EXERCISE INSTRUCTIONS:
**1.** Decide whether each statement below agrees with the composting guide. Answer yes or no, and quote the deciding words of the guide exactly.
(a) The walls of the compost bin should be at least 3 to 4 feet high.
(b) A compost pile must be mixed in order to break down.
(c) Compost that matures early should be left uncovered.
**2.** From the composting guide, extract the passage that starts at "Next, add some" and runs up to and including "hard to obtain.".
**3.** Answer these questions using the composting guide.
(a) What tool does the guide suggest for mixing the pile?
(b) How wet should the pile be kept?
(c) How can you tell the compost is ready?

ARTICLE:
First you need to make a house for your compost.  Now compost isn’t finicky about its surroundings.  It’s just as happy in a store bought bin as it is in a homemade bin.  You can make a simple, inexpensive bin from welded wire, chicken wire, or even plastic garden fencing.  Just make a circle or square of 3 to 4 feet in diameter with the building material of your choice and make sure the ‘walls’ of your compost’s new home are at least 3 to 4 feet high.

Next, add some ingredients.  You can start with something easy like brown leaves, sticks, or plants that have passed their prime.  Then throw in kitchen scraps, grass clippings, chopped leaves, or other dead plants as they become available.  Every so often, add some water.  Not enough to make a swimming pool mind you, just enough to keep your compost pile moist, like a wet sponge.

Some people like to mix their compost piles every so often.  This is optional.  Compost piles will naturally break down on their own, but mixing them does help to move things along.  If you are the mixing type, invest in a pitchfork to help you shake things up.

Your compost is ready when you can no longer tell what the original ingredients are.  If your compost matures before you’re actually ready to use it, make sure you cover it to keep any rain from stealing away those nutrients you worked so hard to obtain.

And it’s that easy!  A treat for your garden and a good deed for the environment all in one!

INFORMATION SUPPLIED:
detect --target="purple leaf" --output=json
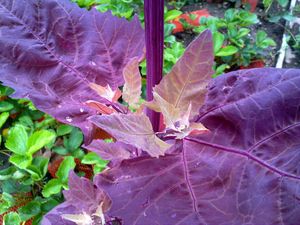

PER-TASK ANSWERS:
**1.**
(a) Yes: "at least 3 to 4 feet high"
(b) No: "This is optional."
(c) No: "make sure you cover it to keep any rain from stealing away those nutrients"

**2.**
Next, add some ingredients.  You can start with something easy like brown leaves, sticks, or plants that have passed their prime.  Then throw in kitchen scraps, grass clippings, chopped leaves, or other dead plants as they become available.  Every so often, add some water.  Not enough to make a swimming pool mind you, just enough to keep your compost pile moist, like a wet sponge.

Some people like to mix their compost piles every so often.  This is optional.  Compost piles will naturally break down on their own, but mixing them does help to move things along.  If you are the mixing type, invest in a pitchfork to help you shake things up.

Your compost is ready when you can no longer tell what the original ingredients are.  If your compost matures before you’re actually ready to use it, make sure you cover it to keep any rain from stealing away those nutrients you worked so hard to obtain.

**3.**
(a) A pitchfork.
(b) Moist, like a wet sponge.
(c) You can no longer tell what the original ingredients are.